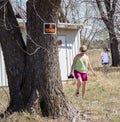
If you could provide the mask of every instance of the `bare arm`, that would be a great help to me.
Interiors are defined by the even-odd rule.
[[[110,53],[109,53],[109,55],[108,55],[108,58],[109,58],[109,65],[110,65],[110,59],[111,59]]]
[[[92,66],[91,66],[91,63],[90,63],[90,61],[89,61],[89,58],[88,58],[88,66],[89,66],[90,70],[92,71],[93,75],[96,76],[96,74],[95,74],[95,72],[94,72],[94,70],[93,70],[93,68],[92,68]]]
[[[73,70],[74,70],[74,66],[76,64],[77,58],[78,58],[78,55],[76,55],[75,58],[73,59],[73,63],[72,63],[72,66],[71,66],[71,72],[70,72],[70,74],[73,74]]]
[[[101,55],[100,55],[100,59],[101,59],[101,61],[102,61],[102,53],[101,53]]]

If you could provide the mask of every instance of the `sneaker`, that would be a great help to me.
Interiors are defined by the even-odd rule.
[[[78,97],[79,96],[79,91],[76,91],[75,95],[76,95],[76,97]]]

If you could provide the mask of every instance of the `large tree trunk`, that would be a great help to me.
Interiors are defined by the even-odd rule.
[[[25,44],[8,0],[0,2],[0,43],[2,45],[10,91],[10,104],[7,111],[23,108],[21,92],[24,83]]]
[[[61,0],[29,0],[27,8],[27,51],[37,52],[27,56],[27,91],[39,93],[39,103],[44,116],[73,117],[62,91],[56,34],[43,34],[44,23],[57,23]],[[34,43],[33,43],[34,42]],[[27,92],[26,91],[26,92]],[[26,95],[28,95],[26,93]],[[29,101],[26,97],[25,101]]]

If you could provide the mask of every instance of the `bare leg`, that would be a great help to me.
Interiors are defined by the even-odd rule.
[[[81,78],[79,78],[79,79],[76,79],[77,80],[77,90],[76,90],[76,96],[78,96],[79,95],[79,89],[80,89],[80,86],[81,86],[81,83],[82,83],[82,79]]]
[[[109,64],[106,65],[106,73],[108,74]]]
[[[81,86],[81,80],[80,79],[76,79],[76,80],[77,80],[77,91],[79,91]]]
[[[105,65],[103,65],[103,74],[105,73]]]
[[[82,98],[85,95],[85,90],[86,90],[86,82],[82,82]]]
[[[104,75],[107,76],[108,74],[108,64],[104,65]]]
[[[103,65],[103,76],[106,76],[106,65]]]

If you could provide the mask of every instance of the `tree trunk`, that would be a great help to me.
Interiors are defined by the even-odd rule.
[[[115,34],[114,20],[113,20],[112,15],[110,16],[109,21],[104,20],[104,22],[109,32],[110,49],[111,49],[111,55],[112,55],[112,66],[118,66],[120,65],[118,40]]]
[[[44,23],[57,23],[61,0],[35,0],[27,4],[27,51],[36,53],[27,56],[27,91],[37,90],[43,116],[72,117],[74,114],[62,91],[56,34],[43,34]],[[26,93],[27,95],[27,93]],[[26,99],[29,101],[30,97]],[[71,114],[72,113],[72,114]]]
[[[25,53],[22,50],[26,47],[10,2],[4,0],[0,6],[0,42],[10,91],[7,111],[16,111],[23,108],[21,87],[24,83]]]
[[[112,66],[118,66],[120,65],[120,58],[119,58],[118,40],[116,37],[115,27],[114,27],[113,14],[110,13],[108,21],[106,21],[105,19],[103,20],[109,32],[110,49],[112,55]]]
[[[111,55],[112,55],[112,66],[118,66],[120,65],[118,40],[116,38],[116,35],[113,29],[110,29],[109,35],[110,35],[110,49],[111,49]]]

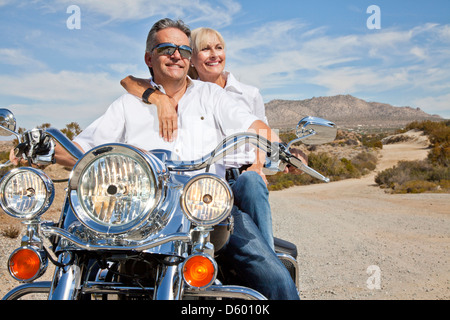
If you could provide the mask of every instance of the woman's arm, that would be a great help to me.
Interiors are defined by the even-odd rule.
[[[128,93],[142,98],[148,88],[152,88],[149,80],[128,76],[120,81],[122,87]],[[178,114],[176,101],[159,90],[155,90],[149,97],[148,102],[156,105],[158,109],[159,135],[164,141],[173,141],[177,136]]]

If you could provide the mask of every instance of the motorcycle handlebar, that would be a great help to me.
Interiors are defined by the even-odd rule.
[[[196,171],[205,168],[208,171],[211,164],[233,153],[247,143],[254,144],[272,156],[278,152],[275,144],[272,144],[264,137],[254,133],[237,133],[225,138],[216,149],[200,159],[193,161],[166,161],[166,165],[172,171]]]
[[[83,157],[83,152],[77,148],[76,145],[70,141],[61,131],[55,128],[48,128],[45,130],[52,138],[59,142],[59,144],[70,153],[75,159]]]
[[[230,141],[232,142],[230,143]],[[219,144],[213,152],[202,159],[190,162],[168,161],[166,162],[166,165],[173,171],[195,171],[205,168],[208,170],[213,162],[222,159],[246,143],[254,144],[256,147],[266,152],[271,159],[278,158],[282,162],[290,164],[316,179],[327,183],[330,182],[329,178],[323,176],[311,167],[308,167],[300,159],[293,156],[284,144],[272,143],[266,138],[254,133],[237,133],[231,135],[223,140],[222,144]]]
[[[61,131],[48,128],[46,132],[69,152],[75,159],[80,159],[83,152],[78,149]],[[234,152],[242,145],[251,143],[267,153],[268,157],[278,158],[283,163],[290,164],[314,178],[329,182],[330,179],[318,173],[316,170],[305,165],[300,159],[290,154],[285,145],[272,143],[266,138],[255,133],[237,133],[224,139],[210,154],[195,161],[166,161],[169,170],[172,171],[196,171],[205,169],[208,171],[211,164]]]
[[[288,160],[288,163],[294,167],[296,167],[297,169],[302,170],[303,172],[309,174],[310,176],[317,178],[319,180],[322,180],[323,182],[330,182],[330,179],[321,175],[319,172],[317,172],[316,170],[314,170],[311,167],[308,167],[306,164],[304,164],[300,159],[298,159],[295,156],[291,156]]]

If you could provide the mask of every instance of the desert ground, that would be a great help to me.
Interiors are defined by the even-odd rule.
[[[361,178],[270,193],[274,234],[298,248],[303,299],[449,299],[450,194],[390,194],[376,172],[427,156],[418,132]]]
[[[423,159],[428,141],[386,145],[375,172],[361,178],[272,191],[276,237],[297,245],[300,295],[305,300],[450,298],[450,194],[389,194],[376,172],[399,160]],[[48,169],[61,179],[67,171]],[[64,195],[58,184],[56,203]],[[57,219],[61,208],[44,215]],[[0,228],[14,223],[0,214]],[[6,269],[20,237],[0,235],[0,296],[18,283]],[[51,279],[51,270],[41,279]]]

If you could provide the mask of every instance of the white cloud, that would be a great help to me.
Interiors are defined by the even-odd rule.
[[[45,67],[44,63],[30,58],[22,50],[12,48],[0,48],[0,63],[22,67],[32,66],[39,69]]]
[[[450,93],[419,98],[414,100],[414,104],[428,113],[439,114],[446,119],[450,119]]]
[[[383,92],[404,88],[410,82],[411,70],[374,69],[370,67],[341,67],[321,70],[311,77],[311,83],[326,88],[326,94],[352,94],[355,92]]]
[[[6,6],[12,2],[13,0],[0,0],[0,7]]]
[[[417,46],[411,48],[409,53],[413,56],[416,56],[419,60],[425,60],[428,57],[427,51],[424,48],[420,48]]]
[[[111,102],[113,99],[104,103],[95,100],[81,103],[31,102],[5,107],[14,113],[17,127],[27,130],[43,123],[62,129],[71,122],[77,122],[81,128],[86,128],[106,111]]]
[[[72,71],[0,75],[0,95],[27,101],[10,107],[25,118],[19,126],[55,122],[62,128],[71,121],[86,126],[125,92],[119,81],[107,73]]]
[[[179,5],[179,1],[174,2],[175,6]],[[213,4],[203,0],[183,1],[183,3],[189,4],[184,12],[187,13],[189,23],[206,23],[215,27],[232,24],[234,16],[241,10],[241,5],[232,0],[213,1]],[[183,17],[183,14],[180,17]]]
[[[324,29],[310,32],[298,21],[285,21],[226,39],[227,57],[242,81],[262,89],[296,81],[322,86],[328,94],[438,91],[450,83],[450,52],[442,41],[448,30],[449,25],[425,24],[331,36]]]
[[[137,64],[127,64],[127,63],[112,63],[108,65],[109,69],[117,72],[118,74],[124,75],[124,77],[126,75],[135,75],[135,76],[140,76],[140,74],[142,73],[143,68],[141,66],[138,66]],[[143,76],[148,76],[149,72],[146,72],[146,75]]]
[[[107,73],[49,71],[0,75],[0,94],[38,101],[80,101],[111,96],[118,82]]]
[[[397,96],[426,112],[450,114],[450,25],[336,36],[325,27],[288,20],[224,36],[227,68],[259,87],[266,101],[292,97],[295,86],[303,96],[304,88],[316,95],[380,97],[392,104],[383,97]]]
[[[442,28],[438,30],[438,37],[444,42],[450,42],[450,25],[442,26]]]
[[[69,6],[72,0],[54,0],[58,5]],[[241,5],[233,0],[78,0],[76,4],[83,14],[90,10],[106,16],[108,21],[141,20],[164,16],[182,18],[185,22],[205,22],[213,26],[231,24],[233,16],[241,10]]]

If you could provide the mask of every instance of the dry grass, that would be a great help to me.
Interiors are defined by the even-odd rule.
[[[449,192],[450,168],[429,160],[400,161],[377,174],[375,182],[394,193]]]
[[[15,239],[19,236],[21,229],[16,225],[7,225],[2,228],[1,234],[7,238]]]

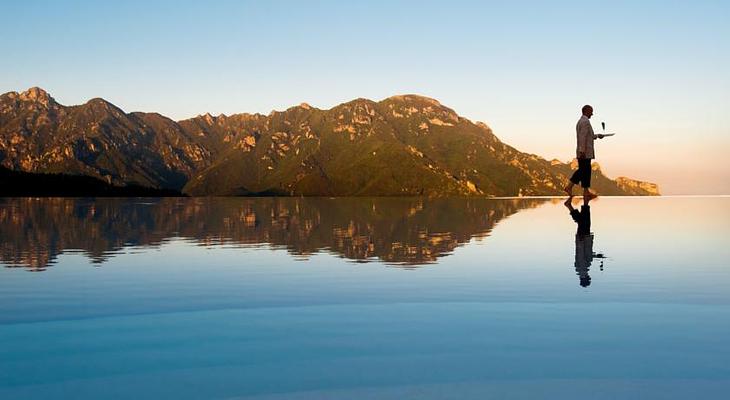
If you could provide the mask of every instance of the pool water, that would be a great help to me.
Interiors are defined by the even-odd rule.
[[[563,202],[0,199],[0,398],[724,398],[730,198]]]

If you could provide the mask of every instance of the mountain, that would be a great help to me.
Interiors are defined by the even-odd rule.
[[[9,169],[180,189],[205,152],[159,114],[127,114],[103,99],[65,107],[40,88],[0,96],[0,163]]]
[[[190,195],[558,195],[572,173],[423,96],[175,122],[102,99],[62,106],[40,88],[0,96],[0,165]],[[601,194],[659,194],[597,164],[594,182]]]

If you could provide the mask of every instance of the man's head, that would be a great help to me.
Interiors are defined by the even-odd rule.
[[[583,111],[583,115],[590,118],[593,115],[593,107],[589,106],[588,104],[584,105],[581,109]]]

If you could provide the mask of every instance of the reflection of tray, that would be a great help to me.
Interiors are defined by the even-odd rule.
[[[615,133],[602,133],[601,135],[603,135],[603,137],[607,137],[607,136],[613,136],[613,135],[615,135]]]

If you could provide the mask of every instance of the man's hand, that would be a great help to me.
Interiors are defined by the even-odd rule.
[[[578,158],[586,158],[586,152],[585,151],[578,152]]]
[[[602,133],[599,133],[599,134],[598,134],[598,135],[596,135],[596,136],[597,136],[597,137],[598,137],[599,139],[603,139],[603,138],[605,137],[605,136],[603,136],[603,134],[602,134]]]

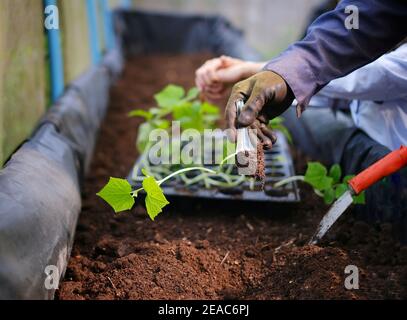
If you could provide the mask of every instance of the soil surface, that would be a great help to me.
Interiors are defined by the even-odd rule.
[[[255,177],[256,177],[256,179],[260,180],[263,183],[263,187],[264,187],[264,182],[266,179],[266,171],[265,171],[265,163],[264,163],[264,149],[263,149],[263,144],[261,142],[257,143],[256,157],[257,157],[257,168],[256,168]]]
[[[349,210],[320,246],[306,245],[327,206],[301,186],[297,206],[173,201],[152,222],[142,206],[114,215],[96,196],[109,176],[126,177],[141,120],[168,83],[193,86],[208,55],[130,59],[112,88],[72,256],[59,299],[381,299],[407,298],[407,248],[389,225],[352,220]],[[293,150],[296,171],[304,156]],[[344,286],[345,267],[359,289]]]

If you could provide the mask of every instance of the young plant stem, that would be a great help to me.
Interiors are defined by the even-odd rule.
[[[182,173],[185,173],[185,172],[188,172],[188,171],[193,171],[193,170],[200,170],[200,171],[204,171],[204,172],[216,174],[216,171],[215,171],[215,170],[208,169],[208,168],[204,168],[204,167],[185,168],[185,169],[181,169],[181,170],[178,170],[178,171],[175,171],[175,172],[171,173],[170,175],[166,176],[165,178],[163,178],[163,179],[157,181],[157,184],[160,186],[160,185],[163,184],[165,181],[171,179],[172,177],[174,177],[174,176],[176,176],[176,175],[178,175],[178,174],[182,174]],[[136,197],[137,194],[138,194],[141,190],[144,190],[144,188],[141,187],[141,188],[138,188],[137,190],[132,191],[132,192],[131,192],[131,195],[132,195],[133,197]]]
[[[315,194],[316,194],[317,196],[319,196],[319,197],[321,197],[321,198],[324,197],[324,194],[323,194],[321,191],[319,191],[319,190],[317,190],[317,189],[314,189],[314,192],[315,192]]]
[[[225,170],[225,173],[230,175],[233,171],[233,166],[228,166],[227,169]]]
[[[232,154],[228,155],[225,159],[223,159],[223,160],[219,163],[218,171],[221,172],[223,164],[224,164],[226,161],[228,161],[229,159],[235,157],[236,155],[237,155],[237,152],[232,153]]]
[[[249,180],[249,189],[250,189],[251,191],[254,190],[254,183],[255,183],[255,179],[254,179],[254,178],[250,178],[250,180]]]
[[[273,187],[274,187],[274,188],[279,188],[279,187],[282,187],[282,186],[285,185],[285,184],[288,184],[288,183],[294,182],[294,181],[304,181],[304,176],[292,176],[292,177],[283,179],[283,180],[281,180],[281,181],[279,181],[279,182],[276,182],[276,183],[273,185]]]
[[[240,176],[236,181],[234,182],[222,182],[222,181],[217,181],[212,178],[207,178],[209,184],[217,186],[217,187],[236,187],[240,185],[244,180],[245,176]]]
[[[149,145],[146,146],[145,150],[149,149]],[[233,170],[232,166],[228,166],[228,168],[223,172],[223,166],[224,164],[232,159],[233,157],[236,156],[236,152],[232,153],[230,155],[228,155],[227,157],[225,157],[219,164],[217,170],[212,170],[212,169],[208,169],[205,167],[190,167],[190,168],[184,168],[184,169],[180,169],[178,171],[175,171],[173,173],[170,173],[171,171],[168,168],[160,168],[160,167],[150,167],[148,161],[147,161],[147,154],[148,152],[144,152],[142,159],[139,162],[139,165],[137,166],[137,168],[135,168],[136,170],[134,170],[134,174],[133,174],[133,180],[135,181],[140,181],[142,182],[144,180],[145,177],[141,177],[141,176],[136,176],[136,172],[138,172],[140,165],[142,165],[144,167],[144,169],[151,174],[152,176],[155,177],[155,179],[157,179],[157,183],[158,185],[161,185],[162,183],[164,183],[165,181],[171,179],[172,177],[176,176],[176,175],[180,175],[181,180],[184,182],[184,184],[186,186],[198,183],[200,181],[203,181],[205,188],[209,189],[211,186],[217,186],[217,187],[235,187],[240,185],[241,183],[243,183],[246,180],[246,177],[242,177],[242,176],[236,176],[236,175],[232,175],[231,172]],[[193,170],[200,170],[202,173],[193,177],[193,178],[188,178],[185,173],[188,171],[193,171]],[[167,175],[166,177],[162,178],[161,174]],[[210,175],[215,175],[221,179],[223,179],[224,181],[218,181],[213,179]],[[254,184],[253,184],[254,185]],[[131,195],[133,197],[136,197],[138,192],[142,191],[144,188],[139,188],[137,190],[134,190]]]
[[[211,187],[211,185],[209,183],[208,174],[202,173],[202,175],[204,176],[203,182],[204,182],[205,188],[209,189]]]
[[[160,181],[157,181],[157,183],[158,183],[158,185],[161,185],[165,181],[171,179],[172,177],[174,177],[174,176],[176,176],[178,174],[185,173],[185,172],[188,172],[188,171],[194,171],[194,170],[200,170],[200,171],[203,171],[203,172],[216,174],[215,170],[204,168],[204,167],[185,168],[185,169],[181,169],[181,170],[178,170],[178,171],[175,171],[175,172],[171,173],[169,176],[166,176],[164,179],[161,179]]]
[[[193,177],[191,179],[189,179],[184,173],[180,174],[180,178],[182,181],[184,181],[186,186],[190,186],[192,184],[198,183],[200,181],[202,181],[203,179],[205,179],[205,176],[203,173],[198,174],[196,177]]]
[[[273,185],[273,187],[274,188],[279,188],[279,187],[282,187],[285,184],[288,184],[288,183],[294,182],[294,181],[304,181],[304,176],[292,176],[292,177],[289,177],[287,179],[283,179],[283,180],[275,183]],[[317,196],[322,197],[322,198],[324,197],[324,194],[321,191],[319,191],[317,189],[314,189],[314,192],[315,192],[315,194]]]

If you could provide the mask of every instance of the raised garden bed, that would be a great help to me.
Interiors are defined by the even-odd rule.
[[[137,205],[114,215],[96,193],[109,176],[126,177],[138,154],[141,120],[168,83],[193,86],[209,55],[143,55],[127,62],[111,91],[83,193],[76,240],[59,299],[379,299],[407,298],[407,248],[389,225],[369,226],[349,210],[321,246],[308,246],[327,206],[301,188],[295,207],[173,200],[152,222]],[[296,172],[306,159],[292,148]],[[346,290],[356,265],[360,289]]]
....
(PROBLEM DETAILS): Go through the listing above and return each line where the word "trunk" occurs.

(ANSWER SPACE):
If you could provide the mask of every instance of the `large tree trunk`, that would be a great help to me.
If you could provide the mask of every instance of the `tree trunk`, that would be a great help to me.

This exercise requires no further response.